What you have to do:
Whichever lines include the word "below", copy them as they appear in the data.

------ Material provided

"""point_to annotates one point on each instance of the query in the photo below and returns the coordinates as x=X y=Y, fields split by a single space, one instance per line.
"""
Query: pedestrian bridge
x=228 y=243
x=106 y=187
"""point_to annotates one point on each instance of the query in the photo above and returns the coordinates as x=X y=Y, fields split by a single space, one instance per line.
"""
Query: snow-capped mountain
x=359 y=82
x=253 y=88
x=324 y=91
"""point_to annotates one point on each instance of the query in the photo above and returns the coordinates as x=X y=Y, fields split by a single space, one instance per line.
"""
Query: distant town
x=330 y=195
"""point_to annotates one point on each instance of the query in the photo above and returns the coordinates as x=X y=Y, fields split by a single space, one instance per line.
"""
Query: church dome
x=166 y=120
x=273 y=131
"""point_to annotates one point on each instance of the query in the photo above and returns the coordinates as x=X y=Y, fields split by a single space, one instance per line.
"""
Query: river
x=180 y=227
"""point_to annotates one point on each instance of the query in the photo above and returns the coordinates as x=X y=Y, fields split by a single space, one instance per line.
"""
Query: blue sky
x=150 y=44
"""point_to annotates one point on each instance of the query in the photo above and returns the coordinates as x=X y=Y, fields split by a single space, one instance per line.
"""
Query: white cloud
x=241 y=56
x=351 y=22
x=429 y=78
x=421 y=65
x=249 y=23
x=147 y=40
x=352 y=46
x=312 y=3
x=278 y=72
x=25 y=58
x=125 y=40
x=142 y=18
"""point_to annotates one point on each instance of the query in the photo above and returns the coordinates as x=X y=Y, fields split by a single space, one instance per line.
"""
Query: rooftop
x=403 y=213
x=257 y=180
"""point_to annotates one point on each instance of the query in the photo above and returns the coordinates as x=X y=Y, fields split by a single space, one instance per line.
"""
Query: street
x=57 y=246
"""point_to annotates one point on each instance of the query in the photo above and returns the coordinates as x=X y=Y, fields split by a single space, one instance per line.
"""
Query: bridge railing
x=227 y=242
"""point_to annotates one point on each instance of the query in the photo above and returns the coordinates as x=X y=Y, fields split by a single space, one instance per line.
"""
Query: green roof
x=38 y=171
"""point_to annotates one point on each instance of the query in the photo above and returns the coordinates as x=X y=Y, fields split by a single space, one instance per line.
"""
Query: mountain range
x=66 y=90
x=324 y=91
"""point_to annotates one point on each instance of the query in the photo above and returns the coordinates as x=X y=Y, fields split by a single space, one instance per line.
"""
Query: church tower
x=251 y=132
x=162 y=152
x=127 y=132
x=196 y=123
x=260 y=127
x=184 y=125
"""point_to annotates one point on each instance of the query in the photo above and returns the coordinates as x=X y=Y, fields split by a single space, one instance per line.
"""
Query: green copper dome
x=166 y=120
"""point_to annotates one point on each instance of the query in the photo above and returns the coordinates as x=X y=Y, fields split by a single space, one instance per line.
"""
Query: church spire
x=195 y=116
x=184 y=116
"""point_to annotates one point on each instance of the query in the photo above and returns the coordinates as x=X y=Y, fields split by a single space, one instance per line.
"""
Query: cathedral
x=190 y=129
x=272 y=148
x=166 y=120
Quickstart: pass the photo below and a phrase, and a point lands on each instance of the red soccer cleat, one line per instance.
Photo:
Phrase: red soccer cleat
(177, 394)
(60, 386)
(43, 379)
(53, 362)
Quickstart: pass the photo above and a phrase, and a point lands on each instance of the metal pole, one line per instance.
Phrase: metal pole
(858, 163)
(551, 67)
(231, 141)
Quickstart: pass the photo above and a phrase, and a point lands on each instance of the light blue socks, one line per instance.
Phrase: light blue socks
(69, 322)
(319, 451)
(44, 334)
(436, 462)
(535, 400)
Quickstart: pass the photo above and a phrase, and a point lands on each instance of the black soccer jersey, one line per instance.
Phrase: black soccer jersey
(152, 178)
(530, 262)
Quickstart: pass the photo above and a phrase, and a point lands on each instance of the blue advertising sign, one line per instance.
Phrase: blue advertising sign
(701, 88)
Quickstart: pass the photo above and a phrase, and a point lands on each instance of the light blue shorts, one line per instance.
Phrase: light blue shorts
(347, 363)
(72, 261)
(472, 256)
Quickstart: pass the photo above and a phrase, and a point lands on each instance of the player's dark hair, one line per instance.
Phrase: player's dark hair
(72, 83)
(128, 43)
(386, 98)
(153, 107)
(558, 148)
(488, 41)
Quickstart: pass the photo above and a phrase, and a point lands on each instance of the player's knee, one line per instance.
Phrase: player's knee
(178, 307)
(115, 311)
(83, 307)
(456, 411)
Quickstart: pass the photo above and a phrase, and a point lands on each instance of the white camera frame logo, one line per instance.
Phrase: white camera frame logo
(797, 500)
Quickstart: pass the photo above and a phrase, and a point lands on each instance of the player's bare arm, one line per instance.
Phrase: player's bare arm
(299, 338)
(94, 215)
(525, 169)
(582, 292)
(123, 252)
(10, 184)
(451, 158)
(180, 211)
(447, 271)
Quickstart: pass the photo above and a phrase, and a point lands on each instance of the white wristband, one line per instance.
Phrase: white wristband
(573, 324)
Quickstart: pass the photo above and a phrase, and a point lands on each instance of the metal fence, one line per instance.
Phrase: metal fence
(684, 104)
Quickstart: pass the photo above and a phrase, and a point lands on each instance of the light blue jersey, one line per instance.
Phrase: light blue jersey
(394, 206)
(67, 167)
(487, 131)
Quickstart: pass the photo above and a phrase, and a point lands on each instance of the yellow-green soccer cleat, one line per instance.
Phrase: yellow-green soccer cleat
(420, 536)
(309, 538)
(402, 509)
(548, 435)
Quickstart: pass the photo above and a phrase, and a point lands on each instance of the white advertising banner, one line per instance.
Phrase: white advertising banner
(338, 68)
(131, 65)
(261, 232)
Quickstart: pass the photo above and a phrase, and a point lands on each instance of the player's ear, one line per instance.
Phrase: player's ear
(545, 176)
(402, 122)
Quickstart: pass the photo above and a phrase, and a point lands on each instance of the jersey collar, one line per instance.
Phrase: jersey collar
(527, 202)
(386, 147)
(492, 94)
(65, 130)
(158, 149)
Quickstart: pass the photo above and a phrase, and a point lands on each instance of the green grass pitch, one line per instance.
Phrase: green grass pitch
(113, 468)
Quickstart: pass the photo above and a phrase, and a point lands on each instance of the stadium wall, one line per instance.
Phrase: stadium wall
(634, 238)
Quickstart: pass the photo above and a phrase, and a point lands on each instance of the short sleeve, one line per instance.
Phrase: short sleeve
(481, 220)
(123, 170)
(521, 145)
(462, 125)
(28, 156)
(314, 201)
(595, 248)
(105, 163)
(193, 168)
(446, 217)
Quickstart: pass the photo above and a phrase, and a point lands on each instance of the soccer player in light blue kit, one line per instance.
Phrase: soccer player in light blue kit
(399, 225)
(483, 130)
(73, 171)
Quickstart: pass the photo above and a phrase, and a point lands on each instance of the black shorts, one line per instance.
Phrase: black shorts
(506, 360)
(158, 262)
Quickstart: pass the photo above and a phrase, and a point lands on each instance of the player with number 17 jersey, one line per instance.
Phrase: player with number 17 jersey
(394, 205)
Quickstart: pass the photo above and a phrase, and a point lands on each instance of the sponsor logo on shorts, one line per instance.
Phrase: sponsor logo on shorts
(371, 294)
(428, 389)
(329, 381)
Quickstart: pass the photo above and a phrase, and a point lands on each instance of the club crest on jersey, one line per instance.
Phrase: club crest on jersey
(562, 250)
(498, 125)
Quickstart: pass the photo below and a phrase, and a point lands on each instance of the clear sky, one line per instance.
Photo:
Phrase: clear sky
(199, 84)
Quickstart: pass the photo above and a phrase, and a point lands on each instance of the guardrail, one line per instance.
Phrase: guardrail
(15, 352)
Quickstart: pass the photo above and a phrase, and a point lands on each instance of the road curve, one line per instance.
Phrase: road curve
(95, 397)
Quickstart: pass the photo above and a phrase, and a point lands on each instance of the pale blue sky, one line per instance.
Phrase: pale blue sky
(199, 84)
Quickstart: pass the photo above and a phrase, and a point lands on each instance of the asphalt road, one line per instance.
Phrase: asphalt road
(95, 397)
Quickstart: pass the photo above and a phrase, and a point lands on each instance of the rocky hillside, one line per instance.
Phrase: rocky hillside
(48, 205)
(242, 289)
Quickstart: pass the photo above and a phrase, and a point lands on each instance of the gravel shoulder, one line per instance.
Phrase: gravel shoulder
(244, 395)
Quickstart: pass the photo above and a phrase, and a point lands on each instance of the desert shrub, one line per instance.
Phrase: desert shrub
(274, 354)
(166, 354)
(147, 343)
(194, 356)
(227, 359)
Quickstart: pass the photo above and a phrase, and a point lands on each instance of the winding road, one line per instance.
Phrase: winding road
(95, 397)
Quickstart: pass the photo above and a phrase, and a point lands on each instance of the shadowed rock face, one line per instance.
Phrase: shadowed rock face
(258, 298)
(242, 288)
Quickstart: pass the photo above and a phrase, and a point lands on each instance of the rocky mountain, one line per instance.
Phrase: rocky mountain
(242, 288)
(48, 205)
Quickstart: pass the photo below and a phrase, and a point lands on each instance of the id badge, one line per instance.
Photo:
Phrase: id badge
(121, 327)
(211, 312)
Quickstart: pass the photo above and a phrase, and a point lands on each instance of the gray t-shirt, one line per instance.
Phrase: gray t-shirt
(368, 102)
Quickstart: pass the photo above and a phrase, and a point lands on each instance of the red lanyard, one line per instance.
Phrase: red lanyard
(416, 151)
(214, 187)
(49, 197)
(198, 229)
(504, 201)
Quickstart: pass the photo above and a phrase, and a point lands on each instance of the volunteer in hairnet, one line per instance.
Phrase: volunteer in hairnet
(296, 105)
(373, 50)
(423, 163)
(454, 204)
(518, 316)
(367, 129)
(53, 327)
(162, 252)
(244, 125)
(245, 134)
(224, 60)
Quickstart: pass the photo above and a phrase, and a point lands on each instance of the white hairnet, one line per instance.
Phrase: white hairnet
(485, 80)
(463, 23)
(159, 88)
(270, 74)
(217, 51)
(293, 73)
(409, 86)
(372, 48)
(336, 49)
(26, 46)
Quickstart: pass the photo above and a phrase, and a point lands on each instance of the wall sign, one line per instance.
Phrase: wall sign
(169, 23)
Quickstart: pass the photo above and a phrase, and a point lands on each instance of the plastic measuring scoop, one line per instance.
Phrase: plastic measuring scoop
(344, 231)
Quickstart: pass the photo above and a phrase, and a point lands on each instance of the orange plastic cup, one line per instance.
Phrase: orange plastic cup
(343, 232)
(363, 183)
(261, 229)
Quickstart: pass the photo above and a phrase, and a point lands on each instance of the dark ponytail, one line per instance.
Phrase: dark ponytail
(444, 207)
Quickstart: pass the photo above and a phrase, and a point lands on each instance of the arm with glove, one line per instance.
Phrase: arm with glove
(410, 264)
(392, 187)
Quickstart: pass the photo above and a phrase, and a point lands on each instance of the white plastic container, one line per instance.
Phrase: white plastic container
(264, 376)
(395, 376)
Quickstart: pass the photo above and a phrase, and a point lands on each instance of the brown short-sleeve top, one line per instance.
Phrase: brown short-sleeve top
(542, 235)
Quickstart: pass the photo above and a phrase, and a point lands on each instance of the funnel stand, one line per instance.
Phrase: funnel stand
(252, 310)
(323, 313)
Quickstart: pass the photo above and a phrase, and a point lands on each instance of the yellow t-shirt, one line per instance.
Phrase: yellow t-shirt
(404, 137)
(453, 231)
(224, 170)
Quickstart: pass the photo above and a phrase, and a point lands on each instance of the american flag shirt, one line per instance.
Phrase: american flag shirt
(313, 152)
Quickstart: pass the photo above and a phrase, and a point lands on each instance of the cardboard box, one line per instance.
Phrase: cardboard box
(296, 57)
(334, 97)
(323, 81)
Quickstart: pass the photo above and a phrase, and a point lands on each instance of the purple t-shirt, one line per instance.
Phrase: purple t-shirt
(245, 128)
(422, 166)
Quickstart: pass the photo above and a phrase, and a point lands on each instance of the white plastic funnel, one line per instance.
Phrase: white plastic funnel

------------

Reply:
"""point_to annotates one point on each instance of the query in the photo below and returns the coordinates as x=X y=Y, fields split by a single space, one instance per line.
Quickstart: pass the photo below and a phrase, and a point lands on each instance of the red soccer cleat, one line per instance.
Quickstart: pass the photo below and a phrase, and a point lands on each instance of the clear sky, one line per instance.
Quickstart: pass the photo below and a phrase, and a point lands on each instance of the id badge, one line per instance.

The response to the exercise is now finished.